— START OF Information given —

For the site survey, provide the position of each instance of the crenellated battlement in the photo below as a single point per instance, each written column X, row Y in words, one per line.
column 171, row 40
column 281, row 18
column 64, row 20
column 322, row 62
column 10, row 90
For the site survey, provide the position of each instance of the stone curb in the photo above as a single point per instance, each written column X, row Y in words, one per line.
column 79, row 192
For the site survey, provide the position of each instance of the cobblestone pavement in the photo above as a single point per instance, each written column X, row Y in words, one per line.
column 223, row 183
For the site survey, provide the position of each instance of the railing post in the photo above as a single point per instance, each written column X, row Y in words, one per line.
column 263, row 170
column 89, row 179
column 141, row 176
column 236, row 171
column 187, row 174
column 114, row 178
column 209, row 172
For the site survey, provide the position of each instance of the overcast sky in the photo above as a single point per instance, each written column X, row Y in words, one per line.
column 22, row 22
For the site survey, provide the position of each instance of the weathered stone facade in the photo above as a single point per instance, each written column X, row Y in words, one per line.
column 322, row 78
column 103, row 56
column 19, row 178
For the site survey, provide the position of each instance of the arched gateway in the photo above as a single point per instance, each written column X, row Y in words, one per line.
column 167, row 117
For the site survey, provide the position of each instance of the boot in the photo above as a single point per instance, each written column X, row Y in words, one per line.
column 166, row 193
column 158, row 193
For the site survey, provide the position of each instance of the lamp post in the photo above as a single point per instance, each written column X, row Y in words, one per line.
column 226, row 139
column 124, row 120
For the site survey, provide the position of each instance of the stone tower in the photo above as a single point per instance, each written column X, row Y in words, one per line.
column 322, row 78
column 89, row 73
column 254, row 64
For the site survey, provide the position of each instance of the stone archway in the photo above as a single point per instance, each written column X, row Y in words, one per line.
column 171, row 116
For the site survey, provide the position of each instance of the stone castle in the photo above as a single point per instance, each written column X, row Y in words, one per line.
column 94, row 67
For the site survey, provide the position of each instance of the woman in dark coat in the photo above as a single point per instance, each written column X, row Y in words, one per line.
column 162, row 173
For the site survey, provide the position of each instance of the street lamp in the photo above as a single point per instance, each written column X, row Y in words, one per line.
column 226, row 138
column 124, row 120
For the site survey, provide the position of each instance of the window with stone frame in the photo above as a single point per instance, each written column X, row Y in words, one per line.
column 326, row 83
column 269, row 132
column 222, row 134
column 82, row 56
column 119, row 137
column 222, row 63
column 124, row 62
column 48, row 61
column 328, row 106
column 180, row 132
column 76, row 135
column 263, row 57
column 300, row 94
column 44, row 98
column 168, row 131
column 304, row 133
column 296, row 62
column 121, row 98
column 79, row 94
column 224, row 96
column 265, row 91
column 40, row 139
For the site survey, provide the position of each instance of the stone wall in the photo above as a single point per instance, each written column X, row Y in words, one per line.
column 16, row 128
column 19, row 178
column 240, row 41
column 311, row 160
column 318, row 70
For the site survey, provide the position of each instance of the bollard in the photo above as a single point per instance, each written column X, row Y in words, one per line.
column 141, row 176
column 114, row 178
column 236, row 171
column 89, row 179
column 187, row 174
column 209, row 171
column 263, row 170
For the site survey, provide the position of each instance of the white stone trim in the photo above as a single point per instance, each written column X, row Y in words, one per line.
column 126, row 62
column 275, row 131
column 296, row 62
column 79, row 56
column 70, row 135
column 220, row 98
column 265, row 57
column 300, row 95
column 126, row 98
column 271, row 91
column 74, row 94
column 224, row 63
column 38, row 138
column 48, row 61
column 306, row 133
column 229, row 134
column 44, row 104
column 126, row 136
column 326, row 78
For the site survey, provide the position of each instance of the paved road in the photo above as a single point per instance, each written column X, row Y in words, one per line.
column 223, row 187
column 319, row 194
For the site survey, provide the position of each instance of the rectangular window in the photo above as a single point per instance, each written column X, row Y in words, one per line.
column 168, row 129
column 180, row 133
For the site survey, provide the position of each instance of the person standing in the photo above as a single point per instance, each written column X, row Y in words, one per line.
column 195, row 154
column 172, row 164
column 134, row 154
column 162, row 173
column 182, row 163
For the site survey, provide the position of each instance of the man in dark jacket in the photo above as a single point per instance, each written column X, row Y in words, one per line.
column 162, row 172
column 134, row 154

— END OF Information given —

- [Do this]: Print every line of the material above again, word for word and in the same order.

- [Solution for this problem]:
For the site survey, provide the position of each instance of the crenellated battlement in the photo below as a single point per instance, each written column X, row Y in words, one per line.
column 171, row 40
column 281, row 18
column 64, row 20
column 322, row 62
column 10, row 90
For the site survey, provide the position of each instance of the stone curb in the photo above as a single point per instance, each written column X, row Y in words, one per line.
column 79, row 192
For the site survey, provide the position of each instance of the cobblestone pavement in the photo above as a single point per instance, each written column X, row Y in words, one per line.
column 223, row 183
For the site survey, provide the position of each instance of the railing post in the photo above as a single point per instance, each written column X, row Y in words, one per line.
column 263, row 170
column 89, row 179
column 141, row 176
column 236, row 171
column 187, row 174
column 114, row 178
column 209, row 172
For the site survey, provide the position of each instance of the overcast sky in the photo above as a single point per instance, each written column X, row Y in words, one per line.
column 22, row 22
For the site survey, provide the position of each instance of the weathered stone facade in the photo above as a single point per instance, each written column X, row Y in words, one per line.
column 322, row 78
column 103, row 56
column 19, row 178
For the site survey, provide the position of each instance of the arched gateway in the photo above as a single point per instance, each written column X, row Y in words, one per line.
column 167, row 117
For the site survey, provide the position of each instance of the boot in the photo above as a single point per instance, each written column X, row Y in words, one per line.
column 166, row 193
column 158, row 193
For the site survey, provide the position of each instance of the lamp post in the photo above as a single point per instance, each written column X, row Y in words, one per line.
column 226, row 139
column 124, row 120
For the site survey, provide the position of each instance of the stone tower in the photo above as a single point per instance, each written column X, row Y in words, one per line.
column 322, row 78
column 89, row 73
column 254, row 64
For the site survey, provide the position of each instance of the stone archway in the photo above as a single point per instance, each written column X, row Y in words, one per line.
column 171, row 116
For the site survey, provide the position of each instance of the stone castle in the photo above as a single point per instance, each written column X, row Y in words, one per line.
column 94, row 67
For the site survey, provide the position of each instance of the woman in dark coat in the photo above as a single point per instance, each written column X, row Y in words, one per line.
column 162, row 173
For the site survey, provide the position of each instance of the street lamp in the photo above as a single point per instance, each written column X, row Y in words, one per line.
column 226, row 138
column 124, row 120
For the site survey, provide the position of each instance of the window with stone frame in the photo above as a single point per instance, each written column X, row Y in words, one per line.
column 326, row 83
column 269, row 132
column 222, row 134
column 82, row 56
column 119, row 137
column 222, row 63
column 124, row 62
column 48, row 61
column 328, row 106
column 180, row 132
column 76, row 135
column 263, row 57
column 300, row 94
column 44, row 98
column 168, row 131
column 304, row 133
column 296, row 62
column 121, row 98
column 79, row 94
column 224, row 96
column 265, row 91
column 40, row 139
For the site survey, provide the position of each instance of the stone wall in the photo above as a single point per instance, each written column X, row Y in words, one per line.
column 16, row 128
column 19, row 178
column 240, row 41
column 311, row 160
column 318, row 70
For the site survey, provide the position of each instance of the bollard in the photo above as a single point per instance, each written column X, row Y in words, one per line.
column 141, row 176
column 114, row 178
column 236, row 171
column 89, row 179
column 187, row 174
column 209, row 171
column 263, row 170
For the site survey, provide the position of each instance of the white stone trim in the photo above as a single point per instance, each written column X, row Y in words, one per line.
column 126, row 62
column 275, row 131
column 296, row 62
column 79, row 56
column 70, row 135
column 220, row 98
column 265, row 57
column 300, row 95
column 126, row 98
column 271, row 91
column 74, row 94
column 224, row 63
column 38, row 138
column 48, row 61
column 306, row 133
column 229, row 134
column 44, row 104
column 126, row 136
column 326, row 78
For the site survey, provide the position of each instance of the paved road in the photo above as a single point per instance, each written column X, row Y in words, one per line.
column 223, row 187
column 319, row 194
For the site survey, provide the position of each instance of the rectangular window in the photo above as a single point per instance, each written column X, row Y in words, one per line.
column 168, row 129
column 180, row 133
For the site survey, provide the position of each instance of the person standing in the photo above as a single point per instance, each written column X, row Y in words, one per line.
column 195, row 154
column 172, row 164
column 134, row 154
column 162, row 173
column 182, row 163
For the site survey, provide the position of each instance of the man in dark jacket in the photo above as a single point per instance, each written column X, row Y in words, one per line.
column 162, row 172
column 134, row 154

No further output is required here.